INPUT DATA:

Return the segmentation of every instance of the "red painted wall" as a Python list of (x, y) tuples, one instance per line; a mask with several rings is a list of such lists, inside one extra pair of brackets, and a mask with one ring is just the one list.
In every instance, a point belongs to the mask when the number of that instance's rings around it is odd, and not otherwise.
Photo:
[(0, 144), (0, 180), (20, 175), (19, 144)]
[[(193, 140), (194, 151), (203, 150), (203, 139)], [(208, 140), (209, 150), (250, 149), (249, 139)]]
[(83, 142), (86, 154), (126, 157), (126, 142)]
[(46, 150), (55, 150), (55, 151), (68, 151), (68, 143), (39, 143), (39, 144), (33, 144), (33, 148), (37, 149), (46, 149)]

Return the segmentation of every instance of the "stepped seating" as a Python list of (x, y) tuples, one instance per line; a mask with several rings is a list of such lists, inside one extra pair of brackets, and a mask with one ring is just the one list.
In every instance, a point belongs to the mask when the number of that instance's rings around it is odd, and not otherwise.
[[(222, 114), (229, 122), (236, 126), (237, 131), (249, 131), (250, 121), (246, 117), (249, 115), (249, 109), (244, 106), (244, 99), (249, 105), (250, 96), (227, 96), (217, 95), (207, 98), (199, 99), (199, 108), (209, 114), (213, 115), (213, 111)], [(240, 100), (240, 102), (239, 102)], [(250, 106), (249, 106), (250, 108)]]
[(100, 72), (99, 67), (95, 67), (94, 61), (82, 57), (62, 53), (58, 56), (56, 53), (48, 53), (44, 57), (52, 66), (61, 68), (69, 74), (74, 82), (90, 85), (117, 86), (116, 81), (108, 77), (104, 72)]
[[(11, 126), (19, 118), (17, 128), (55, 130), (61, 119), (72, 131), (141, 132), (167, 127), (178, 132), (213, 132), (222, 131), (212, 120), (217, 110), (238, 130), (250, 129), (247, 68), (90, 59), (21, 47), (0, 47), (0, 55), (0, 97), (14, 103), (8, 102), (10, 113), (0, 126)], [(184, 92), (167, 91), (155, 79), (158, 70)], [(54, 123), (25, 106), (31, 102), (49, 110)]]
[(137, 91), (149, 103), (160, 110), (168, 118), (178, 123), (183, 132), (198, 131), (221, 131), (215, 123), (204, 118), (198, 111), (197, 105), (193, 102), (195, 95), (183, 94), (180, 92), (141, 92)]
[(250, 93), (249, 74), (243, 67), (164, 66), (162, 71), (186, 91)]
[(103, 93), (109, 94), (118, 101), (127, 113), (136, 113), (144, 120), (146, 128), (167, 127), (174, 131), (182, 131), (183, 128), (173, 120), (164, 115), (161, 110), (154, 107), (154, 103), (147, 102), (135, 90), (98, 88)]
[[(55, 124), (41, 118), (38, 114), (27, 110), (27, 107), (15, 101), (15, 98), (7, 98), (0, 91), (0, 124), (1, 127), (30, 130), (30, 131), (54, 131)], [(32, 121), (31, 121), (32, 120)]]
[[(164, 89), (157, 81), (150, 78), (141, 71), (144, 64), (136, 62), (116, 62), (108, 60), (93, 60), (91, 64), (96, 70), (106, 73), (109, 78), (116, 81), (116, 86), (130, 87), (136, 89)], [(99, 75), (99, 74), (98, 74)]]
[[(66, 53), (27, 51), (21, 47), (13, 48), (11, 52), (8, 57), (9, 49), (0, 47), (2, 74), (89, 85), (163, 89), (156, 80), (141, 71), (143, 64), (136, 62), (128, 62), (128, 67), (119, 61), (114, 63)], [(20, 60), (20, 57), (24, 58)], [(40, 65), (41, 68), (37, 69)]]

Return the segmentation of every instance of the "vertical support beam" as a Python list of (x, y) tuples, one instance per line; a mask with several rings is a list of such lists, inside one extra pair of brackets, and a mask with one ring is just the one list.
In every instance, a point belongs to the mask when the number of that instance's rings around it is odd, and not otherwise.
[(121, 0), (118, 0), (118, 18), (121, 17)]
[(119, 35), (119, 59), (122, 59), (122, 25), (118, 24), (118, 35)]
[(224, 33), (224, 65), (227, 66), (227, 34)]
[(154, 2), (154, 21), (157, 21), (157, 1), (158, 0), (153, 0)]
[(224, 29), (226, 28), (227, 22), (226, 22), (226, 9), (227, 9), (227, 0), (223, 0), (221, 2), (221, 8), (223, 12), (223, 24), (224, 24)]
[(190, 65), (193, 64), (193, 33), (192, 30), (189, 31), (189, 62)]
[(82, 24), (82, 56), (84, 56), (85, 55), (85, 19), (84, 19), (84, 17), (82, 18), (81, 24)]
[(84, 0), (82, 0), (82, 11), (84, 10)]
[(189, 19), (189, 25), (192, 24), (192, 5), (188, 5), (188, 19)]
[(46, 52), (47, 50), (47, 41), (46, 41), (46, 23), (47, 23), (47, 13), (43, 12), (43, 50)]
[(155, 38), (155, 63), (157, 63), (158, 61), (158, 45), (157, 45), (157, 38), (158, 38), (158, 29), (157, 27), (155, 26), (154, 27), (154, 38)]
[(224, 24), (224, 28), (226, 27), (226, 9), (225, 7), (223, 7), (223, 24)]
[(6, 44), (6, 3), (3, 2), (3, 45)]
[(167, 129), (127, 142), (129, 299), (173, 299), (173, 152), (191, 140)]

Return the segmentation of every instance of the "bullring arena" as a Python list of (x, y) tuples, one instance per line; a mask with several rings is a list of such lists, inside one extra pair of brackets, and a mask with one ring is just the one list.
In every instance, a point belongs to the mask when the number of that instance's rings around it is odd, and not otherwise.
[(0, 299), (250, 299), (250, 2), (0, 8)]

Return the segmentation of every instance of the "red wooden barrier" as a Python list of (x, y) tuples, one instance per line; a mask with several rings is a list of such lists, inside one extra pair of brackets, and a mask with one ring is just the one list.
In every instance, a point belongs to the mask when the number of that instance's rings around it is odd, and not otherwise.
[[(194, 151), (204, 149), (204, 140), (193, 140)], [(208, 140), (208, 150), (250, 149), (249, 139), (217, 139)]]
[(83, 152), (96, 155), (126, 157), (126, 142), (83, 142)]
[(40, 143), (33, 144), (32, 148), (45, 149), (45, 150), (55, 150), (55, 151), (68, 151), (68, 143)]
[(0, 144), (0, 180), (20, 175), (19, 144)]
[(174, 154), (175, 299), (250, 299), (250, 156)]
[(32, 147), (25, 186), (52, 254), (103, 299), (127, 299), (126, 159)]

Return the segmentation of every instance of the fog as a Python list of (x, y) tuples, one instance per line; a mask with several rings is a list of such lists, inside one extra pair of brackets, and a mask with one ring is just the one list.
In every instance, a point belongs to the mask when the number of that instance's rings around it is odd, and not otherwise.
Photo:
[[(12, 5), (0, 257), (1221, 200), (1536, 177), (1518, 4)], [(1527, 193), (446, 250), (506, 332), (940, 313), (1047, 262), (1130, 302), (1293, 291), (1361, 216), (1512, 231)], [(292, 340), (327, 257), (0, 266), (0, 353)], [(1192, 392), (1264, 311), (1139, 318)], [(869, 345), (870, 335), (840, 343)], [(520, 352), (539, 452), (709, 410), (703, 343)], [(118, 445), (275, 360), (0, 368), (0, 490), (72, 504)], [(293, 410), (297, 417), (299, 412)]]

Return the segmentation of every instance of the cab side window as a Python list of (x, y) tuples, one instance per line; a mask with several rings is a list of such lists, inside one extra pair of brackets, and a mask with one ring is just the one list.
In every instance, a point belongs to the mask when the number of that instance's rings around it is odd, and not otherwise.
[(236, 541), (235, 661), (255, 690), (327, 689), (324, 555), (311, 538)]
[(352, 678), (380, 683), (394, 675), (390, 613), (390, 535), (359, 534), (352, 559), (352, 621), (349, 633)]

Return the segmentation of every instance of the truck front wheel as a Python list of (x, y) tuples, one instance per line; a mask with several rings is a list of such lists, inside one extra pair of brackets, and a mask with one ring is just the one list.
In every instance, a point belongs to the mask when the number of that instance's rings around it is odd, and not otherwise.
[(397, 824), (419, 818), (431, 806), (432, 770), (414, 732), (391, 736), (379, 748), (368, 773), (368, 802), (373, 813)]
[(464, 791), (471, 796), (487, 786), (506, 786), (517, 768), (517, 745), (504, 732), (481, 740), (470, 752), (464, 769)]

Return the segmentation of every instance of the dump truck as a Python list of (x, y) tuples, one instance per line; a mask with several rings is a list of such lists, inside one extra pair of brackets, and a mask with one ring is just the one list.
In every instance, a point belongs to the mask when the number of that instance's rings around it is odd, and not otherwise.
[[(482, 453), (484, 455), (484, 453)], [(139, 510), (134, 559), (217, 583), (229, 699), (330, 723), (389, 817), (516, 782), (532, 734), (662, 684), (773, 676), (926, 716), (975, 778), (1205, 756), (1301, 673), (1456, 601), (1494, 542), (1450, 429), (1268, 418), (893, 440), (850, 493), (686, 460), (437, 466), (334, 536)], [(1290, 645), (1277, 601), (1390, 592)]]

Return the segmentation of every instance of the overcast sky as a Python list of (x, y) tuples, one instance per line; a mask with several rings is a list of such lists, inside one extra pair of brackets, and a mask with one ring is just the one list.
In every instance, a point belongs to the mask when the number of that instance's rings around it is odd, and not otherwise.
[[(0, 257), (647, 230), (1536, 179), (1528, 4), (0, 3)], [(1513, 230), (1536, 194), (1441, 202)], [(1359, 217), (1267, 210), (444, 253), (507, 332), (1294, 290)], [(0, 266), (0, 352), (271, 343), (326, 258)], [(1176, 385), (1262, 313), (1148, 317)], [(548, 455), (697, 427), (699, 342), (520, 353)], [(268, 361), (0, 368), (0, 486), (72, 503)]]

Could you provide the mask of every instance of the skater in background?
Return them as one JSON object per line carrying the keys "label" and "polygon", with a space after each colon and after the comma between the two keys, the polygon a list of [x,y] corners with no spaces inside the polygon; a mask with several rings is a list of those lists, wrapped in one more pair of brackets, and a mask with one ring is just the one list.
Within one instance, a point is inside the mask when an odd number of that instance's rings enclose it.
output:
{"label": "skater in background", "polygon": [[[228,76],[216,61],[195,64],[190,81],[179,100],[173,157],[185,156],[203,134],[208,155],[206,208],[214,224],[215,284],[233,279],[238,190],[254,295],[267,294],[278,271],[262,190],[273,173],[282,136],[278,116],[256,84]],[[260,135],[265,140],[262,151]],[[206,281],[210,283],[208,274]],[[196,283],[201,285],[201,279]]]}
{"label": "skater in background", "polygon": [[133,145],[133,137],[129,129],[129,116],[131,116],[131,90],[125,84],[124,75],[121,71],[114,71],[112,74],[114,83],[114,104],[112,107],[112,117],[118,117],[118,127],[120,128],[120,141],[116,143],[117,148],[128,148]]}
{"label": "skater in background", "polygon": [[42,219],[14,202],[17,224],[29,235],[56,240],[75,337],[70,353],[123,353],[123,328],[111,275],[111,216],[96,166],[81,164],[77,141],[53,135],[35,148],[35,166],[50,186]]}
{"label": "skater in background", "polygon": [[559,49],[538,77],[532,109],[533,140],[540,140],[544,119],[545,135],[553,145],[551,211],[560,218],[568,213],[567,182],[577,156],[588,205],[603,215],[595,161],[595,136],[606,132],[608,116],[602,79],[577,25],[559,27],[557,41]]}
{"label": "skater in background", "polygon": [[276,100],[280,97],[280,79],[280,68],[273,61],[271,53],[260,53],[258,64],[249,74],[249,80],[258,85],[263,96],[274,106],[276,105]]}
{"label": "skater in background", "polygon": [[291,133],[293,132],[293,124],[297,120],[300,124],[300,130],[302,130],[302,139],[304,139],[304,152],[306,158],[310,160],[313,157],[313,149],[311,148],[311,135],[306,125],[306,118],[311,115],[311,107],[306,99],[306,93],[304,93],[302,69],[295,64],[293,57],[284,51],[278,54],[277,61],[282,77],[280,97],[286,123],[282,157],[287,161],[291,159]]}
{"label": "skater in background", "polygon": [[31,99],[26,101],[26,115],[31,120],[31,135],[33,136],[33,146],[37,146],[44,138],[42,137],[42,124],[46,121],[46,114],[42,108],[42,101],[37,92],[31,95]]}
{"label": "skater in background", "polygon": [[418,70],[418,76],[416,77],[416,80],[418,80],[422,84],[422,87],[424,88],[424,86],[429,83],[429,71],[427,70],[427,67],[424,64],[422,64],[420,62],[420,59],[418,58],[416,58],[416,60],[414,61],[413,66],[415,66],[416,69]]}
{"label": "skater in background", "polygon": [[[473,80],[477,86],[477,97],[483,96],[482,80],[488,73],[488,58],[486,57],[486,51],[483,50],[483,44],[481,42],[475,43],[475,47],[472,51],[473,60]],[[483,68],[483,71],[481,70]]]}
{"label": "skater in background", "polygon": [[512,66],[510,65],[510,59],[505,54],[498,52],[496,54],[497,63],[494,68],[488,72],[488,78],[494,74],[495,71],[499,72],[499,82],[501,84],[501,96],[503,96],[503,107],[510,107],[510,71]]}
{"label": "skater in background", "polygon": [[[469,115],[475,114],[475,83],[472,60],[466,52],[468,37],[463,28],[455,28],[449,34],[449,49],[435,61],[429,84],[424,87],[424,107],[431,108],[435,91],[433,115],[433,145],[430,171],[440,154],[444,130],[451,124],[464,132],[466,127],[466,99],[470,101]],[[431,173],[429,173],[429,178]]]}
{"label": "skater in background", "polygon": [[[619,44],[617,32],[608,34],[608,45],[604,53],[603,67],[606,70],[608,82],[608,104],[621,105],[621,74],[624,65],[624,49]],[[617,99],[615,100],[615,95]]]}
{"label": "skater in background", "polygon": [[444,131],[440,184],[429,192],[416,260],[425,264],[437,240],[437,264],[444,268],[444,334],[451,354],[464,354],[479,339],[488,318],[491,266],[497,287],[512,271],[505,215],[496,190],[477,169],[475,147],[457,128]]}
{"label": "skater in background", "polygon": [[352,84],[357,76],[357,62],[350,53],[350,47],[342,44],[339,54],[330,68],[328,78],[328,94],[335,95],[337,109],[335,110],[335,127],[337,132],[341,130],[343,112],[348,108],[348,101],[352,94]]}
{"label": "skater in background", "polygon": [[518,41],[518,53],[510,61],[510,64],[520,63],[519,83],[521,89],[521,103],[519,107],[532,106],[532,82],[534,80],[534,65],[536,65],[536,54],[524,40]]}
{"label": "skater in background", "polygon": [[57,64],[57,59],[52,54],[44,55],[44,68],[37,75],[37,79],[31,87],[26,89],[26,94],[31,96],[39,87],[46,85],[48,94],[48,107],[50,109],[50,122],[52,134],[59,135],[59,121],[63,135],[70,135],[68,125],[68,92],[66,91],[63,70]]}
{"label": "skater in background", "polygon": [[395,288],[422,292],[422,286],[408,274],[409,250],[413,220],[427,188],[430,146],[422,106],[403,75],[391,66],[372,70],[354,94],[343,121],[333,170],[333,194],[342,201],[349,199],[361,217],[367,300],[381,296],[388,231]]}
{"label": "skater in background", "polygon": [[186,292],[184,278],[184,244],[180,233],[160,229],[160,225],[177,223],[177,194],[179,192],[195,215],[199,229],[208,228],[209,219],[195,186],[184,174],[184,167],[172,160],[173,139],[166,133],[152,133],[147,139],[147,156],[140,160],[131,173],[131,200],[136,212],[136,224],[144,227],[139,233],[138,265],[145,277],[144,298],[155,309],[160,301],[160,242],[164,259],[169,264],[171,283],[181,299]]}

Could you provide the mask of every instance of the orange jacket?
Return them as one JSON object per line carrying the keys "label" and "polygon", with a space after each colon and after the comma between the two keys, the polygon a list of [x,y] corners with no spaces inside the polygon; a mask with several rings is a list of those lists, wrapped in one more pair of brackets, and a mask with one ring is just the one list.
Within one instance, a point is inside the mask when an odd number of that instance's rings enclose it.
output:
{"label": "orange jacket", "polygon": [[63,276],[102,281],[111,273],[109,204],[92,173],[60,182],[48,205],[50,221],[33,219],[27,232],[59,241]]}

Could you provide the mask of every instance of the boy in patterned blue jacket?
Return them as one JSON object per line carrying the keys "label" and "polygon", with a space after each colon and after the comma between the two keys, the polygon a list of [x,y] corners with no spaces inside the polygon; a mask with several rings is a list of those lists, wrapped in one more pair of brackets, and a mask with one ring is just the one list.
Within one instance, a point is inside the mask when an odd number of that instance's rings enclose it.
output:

EXERCISE: Search the data for the word "truck" and copy each line where it appears.

SOLUTION TO THIS EXERCISE:
Return the segmentation of every instance of the truck front wheel as a Python list of (x, y) tuples, one instance per line; a mask with several rings is a list of such lists, inside one extra pair of brackets, and a mask with one ring is just the one list.
Return the segmentation of every instance of the dump truck as a Python list of (x, y) tuples, one instance per line; a mask with several rings is a list of such lists, inside one extra pair of brackets, and a mask with one ring is just the one list.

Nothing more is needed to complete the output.